- **WHAT IS EXPECTED**: Copy the stretch of rows from the line containing "Locate the black pants" through the line containing "x=755 y=366", swapping "round pet bed" for "oval pet bed" and leaving everything else unchanged. Give only those lines.

- **MATERIAL FOR THIS TASK**:
########

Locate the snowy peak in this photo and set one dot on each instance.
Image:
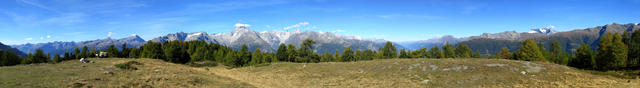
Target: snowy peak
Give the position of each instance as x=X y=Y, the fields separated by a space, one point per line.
x=544 y=31
x=133 y=37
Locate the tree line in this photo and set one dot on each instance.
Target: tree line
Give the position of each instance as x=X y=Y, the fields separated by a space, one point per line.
x=614 y=51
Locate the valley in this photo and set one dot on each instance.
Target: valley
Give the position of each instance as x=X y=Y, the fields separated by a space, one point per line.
x=487 y=73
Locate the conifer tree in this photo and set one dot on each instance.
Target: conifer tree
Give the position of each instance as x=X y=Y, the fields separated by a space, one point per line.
x=152 y=50
x=556 y=52
x=389 y=50
x=281 y=53
x=244 y=56
x=56 y=58
x=76 y=53
x=326 y=57
x=112 y=51
x=336 y=56
x=175 y=52
x=434 y=52
x=463 y=51
x=634 y=49
x=292 y=53
x=612 y=53
x=348 y=55
x=505 y=54
x=529 y=51
x=256 y=57
x=404 y=54
x=134 y=52
x=84 y=53
x=448 y=50
x=124 y=53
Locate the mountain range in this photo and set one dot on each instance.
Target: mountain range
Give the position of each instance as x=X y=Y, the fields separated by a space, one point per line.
x=14 y=50
x=269 y=41
x=62 y=47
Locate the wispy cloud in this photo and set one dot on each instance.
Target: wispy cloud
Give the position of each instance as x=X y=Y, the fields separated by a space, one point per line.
x=110 y=33
x=231 y=5
x=36 y=4
x=67 y=19
x=410 y=16
x=296 y=25
x=242 y=25
x=338 y=31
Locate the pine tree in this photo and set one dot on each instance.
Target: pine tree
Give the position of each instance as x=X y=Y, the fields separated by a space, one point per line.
x=583 y=57
x=112 y=51
x=281 y=53
x=463 y=51
x=244 y=56
x=546 y=55
x=389 y=50
x=626 y=38
x=529 y=51
x=434 y=52
x=56 y=58
x=76 y=53
x=336 y=56
x=326 y=57
x=348 y=55
x=292 y=53
x=67 y=56
x=556 y=52
x=134 y=53
x=256 y=57
x=175 y=52
x=8 y=58
x=306 y=53
x=476 y=54
x=124 y=53
x=612 y=53
x=448 y=50
x=39 y=57
x=634 y=49
x=404 y=54
x=152 y=50
x=84 y=53
x=505 y=54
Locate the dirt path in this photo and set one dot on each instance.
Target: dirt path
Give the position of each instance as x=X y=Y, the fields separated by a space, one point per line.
x=233 y=74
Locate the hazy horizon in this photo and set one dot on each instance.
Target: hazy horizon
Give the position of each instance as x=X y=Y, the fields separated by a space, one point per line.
x=40 y=21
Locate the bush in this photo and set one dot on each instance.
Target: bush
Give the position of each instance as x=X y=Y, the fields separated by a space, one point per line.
x=128 y=65
x=203 y=64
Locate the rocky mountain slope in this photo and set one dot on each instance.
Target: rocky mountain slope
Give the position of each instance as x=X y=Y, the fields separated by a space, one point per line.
x=491 y=43
x=270 y=40
x=380 y=73
x=14 y=50
x=62 y=47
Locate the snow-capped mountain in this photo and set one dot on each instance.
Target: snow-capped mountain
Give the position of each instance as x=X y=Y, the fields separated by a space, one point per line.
x=270 y=40
x=513 y=35
x=413 y=45
x=62 y=47
x=544 y=31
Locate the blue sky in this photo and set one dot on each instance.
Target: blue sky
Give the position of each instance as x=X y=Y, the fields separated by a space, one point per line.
x=38 y=21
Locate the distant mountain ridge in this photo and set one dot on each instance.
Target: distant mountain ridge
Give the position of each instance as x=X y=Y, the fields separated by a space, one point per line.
x=62 y=47
x=569 y=39
x=270 y=40
x=14 y=50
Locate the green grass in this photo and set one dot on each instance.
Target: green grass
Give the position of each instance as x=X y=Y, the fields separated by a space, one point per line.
x=397 y=73
x=76 y=74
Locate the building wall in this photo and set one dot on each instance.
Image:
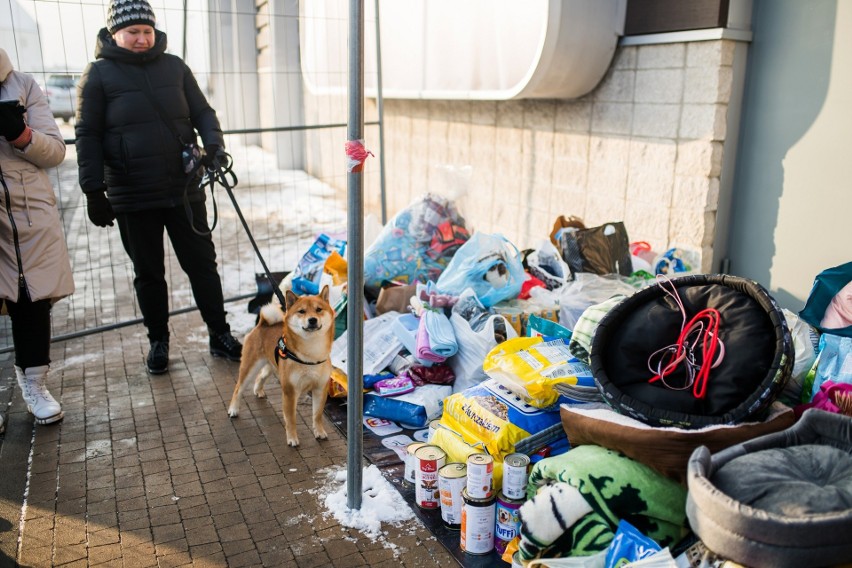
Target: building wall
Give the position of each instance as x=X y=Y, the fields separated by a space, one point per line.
x=645 y=147
x=792 y=199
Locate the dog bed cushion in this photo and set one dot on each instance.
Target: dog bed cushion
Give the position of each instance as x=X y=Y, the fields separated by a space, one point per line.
x=757 y=352
x=784 y=499
x=666 y=450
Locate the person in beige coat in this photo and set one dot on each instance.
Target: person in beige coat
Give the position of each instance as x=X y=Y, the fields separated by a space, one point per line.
x=35 y=270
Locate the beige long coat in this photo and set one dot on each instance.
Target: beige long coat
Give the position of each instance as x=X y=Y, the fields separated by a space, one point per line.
x=28 y=202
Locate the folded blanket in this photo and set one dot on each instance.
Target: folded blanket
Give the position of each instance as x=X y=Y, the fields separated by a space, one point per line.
x=615 y=487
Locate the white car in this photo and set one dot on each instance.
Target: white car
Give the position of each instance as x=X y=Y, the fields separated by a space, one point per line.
x=61 y=91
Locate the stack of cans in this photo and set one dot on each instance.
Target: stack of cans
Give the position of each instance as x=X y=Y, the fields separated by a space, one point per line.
x=479 y=509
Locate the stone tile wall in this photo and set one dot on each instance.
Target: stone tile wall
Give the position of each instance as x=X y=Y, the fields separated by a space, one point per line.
x=645 y=147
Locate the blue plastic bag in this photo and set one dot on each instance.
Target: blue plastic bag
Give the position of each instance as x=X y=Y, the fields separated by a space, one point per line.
x=307 y=277
x=488 y=264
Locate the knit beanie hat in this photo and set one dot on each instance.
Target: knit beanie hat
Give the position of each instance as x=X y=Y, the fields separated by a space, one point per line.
x=123 y=13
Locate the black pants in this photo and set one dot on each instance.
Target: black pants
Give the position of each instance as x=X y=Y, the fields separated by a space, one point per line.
x=30 y=330
x=142 y=237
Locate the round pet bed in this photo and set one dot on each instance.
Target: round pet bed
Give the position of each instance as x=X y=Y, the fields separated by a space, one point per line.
x=784 y=499
x=755 y=366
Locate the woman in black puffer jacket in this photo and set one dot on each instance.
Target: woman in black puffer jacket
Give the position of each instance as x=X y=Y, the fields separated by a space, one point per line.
x=131 y=170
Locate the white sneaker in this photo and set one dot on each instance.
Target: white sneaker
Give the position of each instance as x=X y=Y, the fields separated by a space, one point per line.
x=39 y=401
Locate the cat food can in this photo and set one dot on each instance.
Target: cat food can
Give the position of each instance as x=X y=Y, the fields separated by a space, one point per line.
x=429 y=459
x=480 y=473
x=508 y=524
x=451 y=482
x=433 y=427
x=409 y=477
x=515 y=476
x=477 y=530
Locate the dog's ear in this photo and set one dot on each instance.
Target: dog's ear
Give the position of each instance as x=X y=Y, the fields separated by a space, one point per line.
x=290 y=298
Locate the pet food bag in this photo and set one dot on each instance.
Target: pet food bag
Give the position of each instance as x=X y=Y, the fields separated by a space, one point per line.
x=491 y=414
x=601 y=250
x=415 y=408
x=531 y=368
x=309 y=273
x=489 y=265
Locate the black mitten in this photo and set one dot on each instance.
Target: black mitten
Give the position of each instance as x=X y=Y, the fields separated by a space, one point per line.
x=212 y=154
x=12 y=121
x=99 y=209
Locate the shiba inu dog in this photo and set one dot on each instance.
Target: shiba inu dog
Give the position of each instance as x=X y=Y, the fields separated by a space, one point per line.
x=297 y=344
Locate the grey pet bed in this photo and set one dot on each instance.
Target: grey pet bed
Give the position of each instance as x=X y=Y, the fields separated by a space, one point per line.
x=784 y=499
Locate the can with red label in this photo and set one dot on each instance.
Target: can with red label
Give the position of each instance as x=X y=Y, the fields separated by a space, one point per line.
x=477 y=528
x=429 y=459
x=409 y=475
x=480 y=473
x=451 y=481
x=508 y=521
x=515 y=476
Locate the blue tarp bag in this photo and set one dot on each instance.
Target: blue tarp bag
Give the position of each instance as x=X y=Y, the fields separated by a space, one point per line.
x=488 y=264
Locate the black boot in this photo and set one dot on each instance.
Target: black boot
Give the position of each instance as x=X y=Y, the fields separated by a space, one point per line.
x=225 y=345
x=158 y=357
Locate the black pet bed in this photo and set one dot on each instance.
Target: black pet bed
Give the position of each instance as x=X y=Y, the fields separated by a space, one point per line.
x=780 y=500
x=758 y=352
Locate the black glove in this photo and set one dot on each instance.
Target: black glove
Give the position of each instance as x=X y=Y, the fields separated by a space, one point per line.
x=99 y=209
x=212 y=155
x=12 y=121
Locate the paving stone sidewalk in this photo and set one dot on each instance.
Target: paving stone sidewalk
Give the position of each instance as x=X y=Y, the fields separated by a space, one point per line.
x=150 y=471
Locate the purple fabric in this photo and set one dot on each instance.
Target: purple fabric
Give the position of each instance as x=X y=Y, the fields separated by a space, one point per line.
x=424 y=349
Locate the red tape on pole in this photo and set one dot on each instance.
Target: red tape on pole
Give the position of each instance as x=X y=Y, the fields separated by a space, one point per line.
x=356 y=154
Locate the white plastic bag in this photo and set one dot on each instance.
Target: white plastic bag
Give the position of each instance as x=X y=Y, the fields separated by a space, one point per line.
x=586 y=290
x=473 y=347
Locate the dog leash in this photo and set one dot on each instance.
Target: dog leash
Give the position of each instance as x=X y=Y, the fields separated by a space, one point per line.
x=225 y=177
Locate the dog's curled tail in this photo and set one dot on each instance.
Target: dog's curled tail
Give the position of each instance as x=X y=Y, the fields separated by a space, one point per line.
x=271 y=313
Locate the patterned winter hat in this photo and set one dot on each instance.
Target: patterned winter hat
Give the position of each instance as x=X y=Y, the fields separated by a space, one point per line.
x=123 y=13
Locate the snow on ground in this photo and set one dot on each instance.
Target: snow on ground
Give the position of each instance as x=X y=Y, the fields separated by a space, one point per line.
x=380 y=503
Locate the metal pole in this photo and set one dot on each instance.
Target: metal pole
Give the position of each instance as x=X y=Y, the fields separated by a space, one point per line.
x=355 y=258
x=380 y=106
x=184 y=31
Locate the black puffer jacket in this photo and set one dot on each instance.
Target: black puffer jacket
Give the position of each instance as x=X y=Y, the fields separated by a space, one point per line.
x=123 y=144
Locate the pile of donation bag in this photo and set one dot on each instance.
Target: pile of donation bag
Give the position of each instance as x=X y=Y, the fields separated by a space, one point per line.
x=596 y=368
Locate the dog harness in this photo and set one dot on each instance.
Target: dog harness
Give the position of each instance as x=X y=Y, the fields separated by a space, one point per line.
x=281 y=352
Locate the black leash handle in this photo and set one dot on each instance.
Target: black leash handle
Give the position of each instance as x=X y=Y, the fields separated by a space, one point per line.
x=217 y=175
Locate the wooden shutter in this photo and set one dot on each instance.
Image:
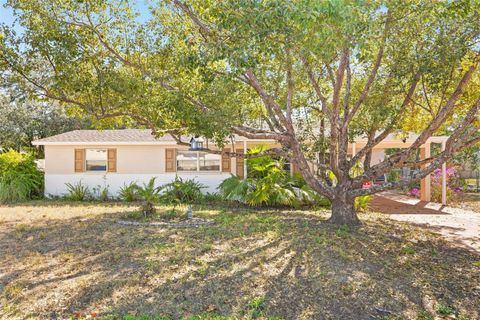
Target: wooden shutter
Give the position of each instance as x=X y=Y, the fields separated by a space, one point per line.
x=240 y=165
x=170 y=159
x=226 y=161
x=79 y=164
x=112 y=160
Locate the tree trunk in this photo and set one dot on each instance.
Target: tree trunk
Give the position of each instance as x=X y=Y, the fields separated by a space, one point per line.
x=343 y=211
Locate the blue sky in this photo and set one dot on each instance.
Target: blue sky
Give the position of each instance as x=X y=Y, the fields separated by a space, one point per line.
x=6 y=14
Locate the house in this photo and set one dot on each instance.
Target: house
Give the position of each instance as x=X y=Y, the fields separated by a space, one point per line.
x=113 y=158
x=116 y=157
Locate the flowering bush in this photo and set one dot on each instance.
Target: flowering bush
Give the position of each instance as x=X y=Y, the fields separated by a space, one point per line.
x=415 y=192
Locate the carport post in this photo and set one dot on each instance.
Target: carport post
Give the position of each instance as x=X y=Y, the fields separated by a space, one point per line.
x=245 y=159
x=444 y=179
x=425 y=186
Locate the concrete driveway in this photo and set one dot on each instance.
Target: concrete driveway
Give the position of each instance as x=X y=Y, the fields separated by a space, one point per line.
x=457 y=225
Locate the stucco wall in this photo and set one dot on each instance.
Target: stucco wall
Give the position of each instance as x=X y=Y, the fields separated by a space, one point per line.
x=134 y=164
x=130 y=159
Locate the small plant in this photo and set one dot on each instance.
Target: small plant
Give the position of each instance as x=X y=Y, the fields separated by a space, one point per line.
x=101 y=193
x=444 y=310
x=424 y=315
x=256 y=308
x=78 y=192
x=361 y=203
x=393 y=176
x=149 y=194
x=129 y=192
x=343 y=230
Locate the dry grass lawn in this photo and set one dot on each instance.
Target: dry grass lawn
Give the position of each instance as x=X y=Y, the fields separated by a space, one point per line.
x=60 y=260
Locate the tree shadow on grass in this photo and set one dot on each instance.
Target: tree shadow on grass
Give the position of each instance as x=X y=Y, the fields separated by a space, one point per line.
x=298 y=266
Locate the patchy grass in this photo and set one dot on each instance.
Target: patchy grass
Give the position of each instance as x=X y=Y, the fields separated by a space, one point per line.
x=62 y=260
x=470 y=201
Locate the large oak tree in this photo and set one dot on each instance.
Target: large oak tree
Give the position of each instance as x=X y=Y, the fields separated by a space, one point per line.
x=312 y=75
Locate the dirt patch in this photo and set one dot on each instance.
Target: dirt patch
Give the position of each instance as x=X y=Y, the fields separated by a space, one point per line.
x=280 y=263
x=460 y=226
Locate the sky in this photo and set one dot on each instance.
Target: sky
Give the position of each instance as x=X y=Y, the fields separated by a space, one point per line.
x=6 y=14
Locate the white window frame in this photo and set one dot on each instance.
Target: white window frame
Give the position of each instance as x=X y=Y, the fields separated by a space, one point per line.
x=198 y=163
x=106 y=161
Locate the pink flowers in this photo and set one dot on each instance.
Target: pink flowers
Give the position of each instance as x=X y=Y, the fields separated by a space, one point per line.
x=415 y=192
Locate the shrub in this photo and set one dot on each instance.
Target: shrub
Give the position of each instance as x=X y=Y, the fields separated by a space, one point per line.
x=393 y=176
x=101 y=193
x=78 y=192
x=268 y=184
x=20 y=178
x=361 y=203
x=183 y=191
x=129 y=192
x=149 y=194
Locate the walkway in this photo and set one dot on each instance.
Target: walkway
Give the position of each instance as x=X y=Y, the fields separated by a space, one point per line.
x=458 y=225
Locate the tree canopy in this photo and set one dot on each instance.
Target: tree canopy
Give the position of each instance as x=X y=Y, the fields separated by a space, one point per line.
x=312 y=75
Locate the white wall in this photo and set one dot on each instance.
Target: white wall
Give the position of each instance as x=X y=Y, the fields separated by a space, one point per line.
x=55 y=183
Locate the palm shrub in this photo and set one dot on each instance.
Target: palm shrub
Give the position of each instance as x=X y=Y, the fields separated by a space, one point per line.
x=129 y=192
x=78 y=192
x=149 y=194
x=20 y=178
x=268 y=184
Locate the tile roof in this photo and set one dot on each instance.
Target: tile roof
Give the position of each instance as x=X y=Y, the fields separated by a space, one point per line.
x=95 y=136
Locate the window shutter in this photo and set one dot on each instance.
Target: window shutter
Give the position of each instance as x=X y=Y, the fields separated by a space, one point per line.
x=226 y=161
x=240 y=165
x=170 y=155
x=112 y=160
x=79 y=165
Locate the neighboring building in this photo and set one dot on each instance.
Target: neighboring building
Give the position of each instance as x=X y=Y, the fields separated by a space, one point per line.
x=116 y=157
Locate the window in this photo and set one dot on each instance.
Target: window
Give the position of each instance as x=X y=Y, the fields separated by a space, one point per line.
x=197 y=161
x=96 y=160
x=187 y=160
x=209 y=162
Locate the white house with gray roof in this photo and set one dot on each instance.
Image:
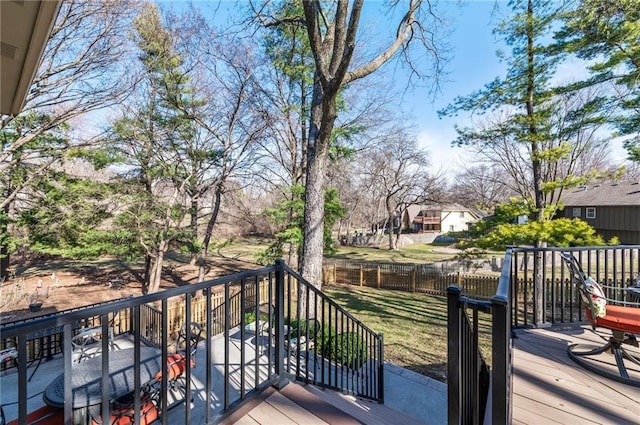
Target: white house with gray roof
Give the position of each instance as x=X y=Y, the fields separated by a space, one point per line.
x=613 y=209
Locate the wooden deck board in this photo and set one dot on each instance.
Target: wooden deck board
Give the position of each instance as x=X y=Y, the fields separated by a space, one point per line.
x=265 y=413
x=293 y=411
x=550 y=388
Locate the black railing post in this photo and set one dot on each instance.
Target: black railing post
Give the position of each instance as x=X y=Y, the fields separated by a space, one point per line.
x=501 y=353
x=279 y=351
x=453 y=355
x=380 y=368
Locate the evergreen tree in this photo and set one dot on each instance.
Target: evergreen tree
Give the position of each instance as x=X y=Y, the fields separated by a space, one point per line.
x=606 y=33
x=149 y=140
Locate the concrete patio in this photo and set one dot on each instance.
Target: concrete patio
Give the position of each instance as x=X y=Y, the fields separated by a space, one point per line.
x=421 y=399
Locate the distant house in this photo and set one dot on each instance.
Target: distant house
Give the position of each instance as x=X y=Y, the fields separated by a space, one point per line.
x=438 y=218
x=613 y=209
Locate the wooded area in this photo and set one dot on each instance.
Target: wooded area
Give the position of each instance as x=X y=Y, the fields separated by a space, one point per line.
x=151 y=129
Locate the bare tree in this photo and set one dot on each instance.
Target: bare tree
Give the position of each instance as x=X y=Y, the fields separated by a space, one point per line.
x=81 y=71
x=229 y=118
x=332 y=36
x=398 y=169
x=481 y=186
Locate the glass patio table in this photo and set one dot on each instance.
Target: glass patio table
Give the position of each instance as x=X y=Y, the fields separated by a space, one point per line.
x=86 y=379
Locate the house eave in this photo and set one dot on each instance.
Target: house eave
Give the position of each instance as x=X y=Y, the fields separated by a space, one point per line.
x=25 y=30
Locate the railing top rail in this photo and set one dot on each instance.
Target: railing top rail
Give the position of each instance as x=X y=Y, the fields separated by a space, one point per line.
x=12 y=330
x=318 y=292
x=504 y=284
x=573 y=248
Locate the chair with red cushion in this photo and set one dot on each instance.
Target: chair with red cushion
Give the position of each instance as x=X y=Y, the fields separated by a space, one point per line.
x=622 y=319
x=123 y=408
x=45 y=415
x=177 y=366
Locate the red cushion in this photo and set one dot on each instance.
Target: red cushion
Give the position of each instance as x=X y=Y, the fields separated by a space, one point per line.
x=148 y=414
x=176 y=363
x=621 y=318
x=46 y=415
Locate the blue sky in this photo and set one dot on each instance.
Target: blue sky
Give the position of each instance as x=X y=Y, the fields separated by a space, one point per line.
x=472 y=64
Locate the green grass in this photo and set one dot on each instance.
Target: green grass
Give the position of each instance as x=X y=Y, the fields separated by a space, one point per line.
x=416 y=253
x=414 y=325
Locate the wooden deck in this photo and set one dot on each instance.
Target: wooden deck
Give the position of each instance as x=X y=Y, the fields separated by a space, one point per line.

########

- **FULL OUTPUT**:
Locate the black pants in this photo and set one dot on each instance.
Target: black pants
Give the position of each instance as x=X y=Y, the fields separated by a space, one point per line.
x=30 y=330
x=142 y=237
Locate the oval pet bed in this photo and set one dot on each instance.
Target: oval pet bed
Give the position of each instance as x=X y=Y, the fields separated by a space, one point per line.
x=784 y=499
x=755 y=366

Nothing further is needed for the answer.